* _Trecho do documento_
Sunday, March 26, 2006

Ridi pagliaccio

Pobre Pierro, tropecou no proprio coracao. Danado, metido a malandro, arrancou-le do peito e pregou na porta da Columbina. Nao sabe dos novos tempos, coracão pregado nao eh armadilha, virou cilada. Deixou-se fluir no tempo da pressa. Não sabe que o verdadeiro significado do amor nao vale o beijo de menina namorada. Rejeitado, o coracão, largado no chão, pisado e mijado. Columbina hoje não sonha, aprendeu a voar, usa chapeu e gosta de uma fanfarra. Virou independente, ve se pode!

A arlequinada toda invade a cidade e inunda cada fresta de rua podre e transforma cada hora monotona em uma rotina de alegria e orgia. Vieram do leste, ciganos do ocaso, trouxeram na bagagem maravilhas sem igual: um tapete persa que no comando “haslam” eh capaz de voar (se vc pesar menos de 80 kilos); trouxeram uma pedra mais brilhante que o cristal e que em um toque lhe rouba o calor, e de rara beleza, mas nao por ser rara, mas por se desfazer rapido. Trouxeram um roxinal roxo que canta em mil linguas (menos o portugues); vieram em sua mala Caliope, musa de mil feitos e habilidades, capas de inspirar o mais inepito dos homens.

[Entradas de um conjunto de anotações por pontos]
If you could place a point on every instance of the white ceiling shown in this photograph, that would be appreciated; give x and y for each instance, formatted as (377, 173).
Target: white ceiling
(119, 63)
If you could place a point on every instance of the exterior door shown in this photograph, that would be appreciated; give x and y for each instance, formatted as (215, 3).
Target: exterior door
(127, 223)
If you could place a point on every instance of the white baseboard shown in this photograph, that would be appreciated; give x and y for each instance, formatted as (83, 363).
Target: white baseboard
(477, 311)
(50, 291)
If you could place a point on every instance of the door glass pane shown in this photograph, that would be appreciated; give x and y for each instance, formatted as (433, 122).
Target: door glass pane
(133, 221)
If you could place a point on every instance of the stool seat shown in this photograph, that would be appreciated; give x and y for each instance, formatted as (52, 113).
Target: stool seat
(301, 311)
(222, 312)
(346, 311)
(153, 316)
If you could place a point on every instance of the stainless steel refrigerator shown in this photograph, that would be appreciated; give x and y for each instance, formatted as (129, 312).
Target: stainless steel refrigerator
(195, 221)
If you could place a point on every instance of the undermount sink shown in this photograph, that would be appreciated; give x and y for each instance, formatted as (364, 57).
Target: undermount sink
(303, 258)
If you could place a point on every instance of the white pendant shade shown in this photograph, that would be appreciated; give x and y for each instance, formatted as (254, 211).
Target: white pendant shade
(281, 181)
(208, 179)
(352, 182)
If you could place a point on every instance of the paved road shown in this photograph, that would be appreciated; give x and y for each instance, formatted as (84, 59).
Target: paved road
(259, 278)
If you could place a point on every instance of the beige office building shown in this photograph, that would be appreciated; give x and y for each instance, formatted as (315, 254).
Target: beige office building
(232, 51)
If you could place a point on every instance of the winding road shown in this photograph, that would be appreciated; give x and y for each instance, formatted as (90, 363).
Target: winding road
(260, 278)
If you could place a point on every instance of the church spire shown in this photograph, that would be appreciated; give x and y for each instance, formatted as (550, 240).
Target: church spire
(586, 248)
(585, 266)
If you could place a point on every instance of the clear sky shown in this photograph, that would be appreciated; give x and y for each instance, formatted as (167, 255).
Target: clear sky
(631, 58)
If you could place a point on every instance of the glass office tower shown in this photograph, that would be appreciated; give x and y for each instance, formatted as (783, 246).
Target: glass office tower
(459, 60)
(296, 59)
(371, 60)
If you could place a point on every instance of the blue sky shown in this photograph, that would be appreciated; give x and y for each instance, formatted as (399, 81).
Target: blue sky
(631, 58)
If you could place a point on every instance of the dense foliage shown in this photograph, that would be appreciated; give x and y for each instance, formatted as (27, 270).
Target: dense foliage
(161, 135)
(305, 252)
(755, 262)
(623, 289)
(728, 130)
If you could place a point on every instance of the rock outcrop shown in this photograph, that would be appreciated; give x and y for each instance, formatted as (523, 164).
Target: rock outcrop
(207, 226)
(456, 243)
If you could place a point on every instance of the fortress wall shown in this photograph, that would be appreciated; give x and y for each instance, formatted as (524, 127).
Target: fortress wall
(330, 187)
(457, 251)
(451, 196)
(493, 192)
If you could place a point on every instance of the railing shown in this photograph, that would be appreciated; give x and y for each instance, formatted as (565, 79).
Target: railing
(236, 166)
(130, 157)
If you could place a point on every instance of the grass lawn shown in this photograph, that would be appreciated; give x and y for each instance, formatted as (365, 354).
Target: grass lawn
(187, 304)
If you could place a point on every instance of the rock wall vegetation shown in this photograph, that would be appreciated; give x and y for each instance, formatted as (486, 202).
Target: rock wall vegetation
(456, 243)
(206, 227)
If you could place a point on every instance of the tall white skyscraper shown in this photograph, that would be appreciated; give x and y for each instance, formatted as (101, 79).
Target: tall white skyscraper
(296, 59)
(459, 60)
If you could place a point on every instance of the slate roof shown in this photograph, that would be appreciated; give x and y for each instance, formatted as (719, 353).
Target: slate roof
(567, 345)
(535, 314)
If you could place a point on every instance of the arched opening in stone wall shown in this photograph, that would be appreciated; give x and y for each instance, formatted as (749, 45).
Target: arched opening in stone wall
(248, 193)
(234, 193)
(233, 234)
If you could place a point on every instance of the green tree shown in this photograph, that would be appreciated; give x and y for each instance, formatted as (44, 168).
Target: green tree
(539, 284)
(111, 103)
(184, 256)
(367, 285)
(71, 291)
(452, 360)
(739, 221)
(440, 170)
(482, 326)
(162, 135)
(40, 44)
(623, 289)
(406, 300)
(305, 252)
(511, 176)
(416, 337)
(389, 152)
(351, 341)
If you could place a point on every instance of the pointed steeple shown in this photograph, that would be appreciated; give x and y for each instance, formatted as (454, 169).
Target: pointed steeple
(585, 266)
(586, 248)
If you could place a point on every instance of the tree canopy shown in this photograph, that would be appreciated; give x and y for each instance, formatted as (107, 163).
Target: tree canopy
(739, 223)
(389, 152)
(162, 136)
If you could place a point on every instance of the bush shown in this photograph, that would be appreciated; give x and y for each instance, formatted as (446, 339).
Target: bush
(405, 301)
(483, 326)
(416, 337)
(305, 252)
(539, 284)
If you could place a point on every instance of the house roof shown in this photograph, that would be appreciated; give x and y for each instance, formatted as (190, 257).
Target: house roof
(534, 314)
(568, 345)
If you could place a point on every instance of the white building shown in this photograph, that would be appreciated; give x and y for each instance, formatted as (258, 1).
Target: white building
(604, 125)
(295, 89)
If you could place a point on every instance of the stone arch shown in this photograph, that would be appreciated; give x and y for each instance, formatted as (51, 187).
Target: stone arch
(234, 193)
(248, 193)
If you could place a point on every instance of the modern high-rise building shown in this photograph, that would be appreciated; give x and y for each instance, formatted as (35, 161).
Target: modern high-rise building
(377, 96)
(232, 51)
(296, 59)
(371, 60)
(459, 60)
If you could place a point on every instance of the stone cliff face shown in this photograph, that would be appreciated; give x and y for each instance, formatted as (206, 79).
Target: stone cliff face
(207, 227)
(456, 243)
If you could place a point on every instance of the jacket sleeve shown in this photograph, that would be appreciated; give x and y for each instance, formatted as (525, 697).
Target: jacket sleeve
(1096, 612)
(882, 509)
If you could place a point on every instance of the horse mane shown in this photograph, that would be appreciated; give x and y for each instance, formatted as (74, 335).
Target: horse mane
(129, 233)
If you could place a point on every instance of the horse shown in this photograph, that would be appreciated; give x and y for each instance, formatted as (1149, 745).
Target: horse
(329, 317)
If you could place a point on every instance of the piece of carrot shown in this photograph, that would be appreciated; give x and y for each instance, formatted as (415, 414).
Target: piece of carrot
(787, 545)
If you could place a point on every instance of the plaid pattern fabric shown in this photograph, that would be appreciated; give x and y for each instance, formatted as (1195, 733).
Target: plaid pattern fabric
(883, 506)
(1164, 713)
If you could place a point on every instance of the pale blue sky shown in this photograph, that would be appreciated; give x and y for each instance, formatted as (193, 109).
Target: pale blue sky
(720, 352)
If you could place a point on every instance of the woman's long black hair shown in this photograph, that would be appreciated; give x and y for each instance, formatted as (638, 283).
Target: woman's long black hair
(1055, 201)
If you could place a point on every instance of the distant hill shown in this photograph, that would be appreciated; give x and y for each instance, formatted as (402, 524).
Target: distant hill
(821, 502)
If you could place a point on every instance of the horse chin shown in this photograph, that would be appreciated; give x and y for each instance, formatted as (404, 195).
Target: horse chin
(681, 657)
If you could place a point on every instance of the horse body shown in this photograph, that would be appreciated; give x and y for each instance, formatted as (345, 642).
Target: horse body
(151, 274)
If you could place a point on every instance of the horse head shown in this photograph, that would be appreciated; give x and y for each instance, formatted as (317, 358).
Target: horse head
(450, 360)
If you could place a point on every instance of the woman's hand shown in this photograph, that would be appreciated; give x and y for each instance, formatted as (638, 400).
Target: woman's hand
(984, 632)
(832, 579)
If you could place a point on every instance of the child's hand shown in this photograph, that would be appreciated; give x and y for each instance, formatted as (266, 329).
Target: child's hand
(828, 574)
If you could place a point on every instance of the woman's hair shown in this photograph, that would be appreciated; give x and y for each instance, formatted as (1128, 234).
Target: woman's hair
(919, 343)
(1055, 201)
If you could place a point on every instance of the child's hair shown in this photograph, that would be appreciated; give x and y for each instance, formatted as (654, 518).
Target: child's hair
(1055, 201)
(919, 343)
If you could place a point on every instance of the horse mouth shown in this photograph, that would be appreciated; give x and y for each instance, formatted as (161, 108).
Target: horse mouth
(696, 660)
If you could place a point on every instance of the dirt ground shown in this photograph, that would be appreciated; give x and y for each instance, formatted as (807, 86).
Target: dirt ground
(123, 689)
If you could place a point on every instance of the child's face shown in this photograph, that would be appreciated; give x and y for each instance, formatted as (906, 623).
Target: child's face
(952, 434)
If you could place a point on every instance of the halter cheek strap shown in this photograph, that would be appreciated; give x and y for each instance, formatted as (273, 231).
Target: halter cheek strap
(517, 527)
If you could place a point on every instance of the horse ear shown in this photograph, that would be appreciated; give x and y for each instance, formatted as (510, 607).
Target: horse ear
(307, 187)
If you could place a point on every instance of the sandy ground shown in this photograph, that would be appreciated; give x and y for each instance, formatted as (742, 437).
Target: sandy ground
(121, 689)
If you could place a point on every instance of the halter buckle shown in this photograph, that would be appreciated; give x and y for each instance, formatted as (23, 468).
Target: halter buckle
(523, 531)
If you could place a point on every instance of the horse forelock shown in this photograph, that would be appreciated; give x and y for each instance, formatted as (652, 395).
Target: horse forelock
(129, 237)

* _Tarefas propostas_
1. Liste todas as maravilhas que, segundo o texto sobre Pierro e Columbina, os ciganos trouxeram na bagagem.
2. Reproduza o trecho do texto sobre Pierro e Columbina que vai de "Pobre Pierro, tropecou" até "ve se pode!", renomeando "Columbina" como "Marieta".
3. Dê continuidade ao texto sobre Pierro e Columbina a partir do ponto em que ele para.
Os registros são um material à parte, separado do texto sobre Pierro e Columbina.

* _Respostas_
1.
- um tapete persa que voa ao comando "haslam"
- uma pedra mais brilhante que o cristal
- um roxinal roxo que canta em mil línguas
- Caliope, musa de mil feitos e habilidades

2.
Pobre Pierro, tropecou no proprio coracao. Danado, metido a malandro, arrancou-le do peito e pregou na porta da Marieta. Nao sabe dos novos tempos, coracão pregado nao eh armadilha, virou cilada. Deixou-se fluir no tempo da pressa. Não sabe que o verdadeiro significado do amor nao vale o beijo de menina namorada. Rejeitado, o coracão, largado no chão, pisado e mijado. Marieta hoje não sonha, aprendeu a voar, usa chapeu e gosta de uma fanfarra. Virou independente, ve se pode!

3.
Trouxeram a luz e a alegria, guitarras de dez cordas, trompetes de vinte metros, tambores de aimores; trouxeram a musica numa escala hiata decrescente, mostraram a oitava nota musical e levaram o barulho nesta cidade quieta e silenciosa. Rodaram saias, aprontaram com meninas virgens, roubaram o sono dos homens, provocaram brigas e suicidio dos apaixonados; molestaram padres e freiras, roubaram risos e lagrimas. Mas Pierro bobeou. Pregou seu coracão em porta errada. Andou por muito tempo no pais dos sonhos e se esqueceu da realidade.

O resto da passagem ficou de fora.